- **STATED GOAL**
Report each line in the records below that contains the word "soccer".

- **RECORD EXTRACTS**
▶
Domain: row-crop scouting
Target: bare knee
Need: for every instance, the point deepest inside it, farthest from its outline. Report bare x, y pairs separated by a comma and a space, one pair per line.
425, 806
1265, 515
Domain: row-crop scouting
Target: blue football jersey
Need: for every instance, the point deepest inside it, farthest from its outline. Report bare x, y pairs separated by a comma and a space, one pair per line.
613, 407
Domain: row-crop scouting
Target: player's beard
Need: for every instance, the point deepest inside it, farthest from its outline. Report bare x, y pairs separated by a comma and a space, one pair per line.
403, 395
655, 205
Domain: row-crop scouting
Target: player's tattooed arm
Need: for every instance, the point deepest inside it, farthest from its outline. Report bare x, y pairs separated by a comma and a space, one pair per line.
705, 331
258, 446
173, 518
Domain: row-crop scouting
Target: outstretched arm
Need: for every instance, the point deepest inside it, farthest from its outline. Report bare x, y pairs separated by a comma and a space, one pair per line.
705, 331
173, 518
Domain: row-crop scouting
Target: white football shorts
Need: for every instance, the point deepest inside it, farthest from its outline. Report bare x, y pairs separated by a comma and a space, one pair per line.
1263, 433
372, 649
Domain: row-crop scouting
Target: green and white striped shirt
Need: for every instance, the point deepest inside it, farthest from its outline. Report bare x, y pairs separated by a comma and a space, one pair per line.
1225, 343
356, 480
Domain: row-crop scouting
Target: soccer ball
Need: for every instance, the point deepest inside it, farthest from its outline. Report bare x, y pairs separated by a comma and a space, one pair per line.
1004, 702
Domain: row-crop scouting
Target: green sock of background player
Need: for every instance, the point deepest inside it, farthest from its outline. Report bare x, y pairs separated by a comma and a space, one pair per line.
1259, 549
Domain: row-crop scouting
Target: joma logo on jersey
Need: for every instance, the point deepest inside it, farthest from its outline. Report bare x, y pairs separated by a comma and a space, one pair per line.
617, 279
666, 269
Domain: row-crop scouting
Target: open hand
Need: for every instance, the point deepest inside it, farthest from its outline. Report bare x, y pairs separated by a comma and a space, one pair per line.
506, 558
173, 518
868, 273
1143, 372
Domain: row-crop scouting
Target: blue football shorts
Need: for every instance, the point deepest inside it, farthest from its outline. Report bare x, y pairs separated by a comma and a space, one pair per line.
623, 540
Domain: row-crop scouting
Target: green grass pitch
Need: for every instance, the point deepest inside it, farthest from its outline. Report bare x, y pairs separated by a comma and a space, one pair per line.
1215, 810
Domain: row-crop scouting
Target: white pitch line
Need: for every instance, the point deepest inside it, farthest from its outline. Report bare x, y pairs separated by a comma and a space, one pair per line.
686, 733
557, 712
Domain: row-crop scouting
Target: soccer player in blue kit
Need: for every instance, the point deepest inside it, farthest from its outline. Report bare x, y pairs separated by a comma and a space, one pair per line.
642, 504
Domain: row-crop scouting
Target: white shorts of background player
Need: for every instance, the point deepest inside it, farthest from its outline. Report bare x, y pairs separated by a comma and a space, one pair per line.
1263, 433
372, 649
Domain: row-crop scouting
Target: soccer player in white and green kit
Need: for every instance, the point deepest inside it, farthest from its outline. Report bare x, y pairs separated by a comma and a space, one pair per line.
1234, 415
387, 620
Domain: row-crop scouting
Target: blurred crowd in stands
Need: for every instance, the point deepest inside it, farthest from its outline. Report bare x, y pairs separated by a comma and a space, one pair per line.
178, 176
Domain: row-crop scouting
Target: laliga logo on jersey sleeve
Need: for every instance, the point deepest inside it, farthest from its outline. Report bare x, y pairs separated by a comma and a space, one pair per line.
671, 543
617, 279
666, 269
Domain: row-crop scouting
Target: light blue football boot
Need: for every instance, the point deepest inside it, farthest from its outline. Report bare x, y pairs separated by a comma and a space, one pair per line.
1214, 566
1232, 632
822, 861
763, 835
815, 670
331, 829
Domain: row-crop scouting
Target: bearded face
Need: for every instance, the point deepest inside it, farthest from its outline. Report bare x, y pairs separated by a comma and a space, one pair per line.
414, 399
◀
- **EXERCISE RESULT**
Target: soccer ball
Target: soccer player in blue kit
Target: soccer player in white and green kit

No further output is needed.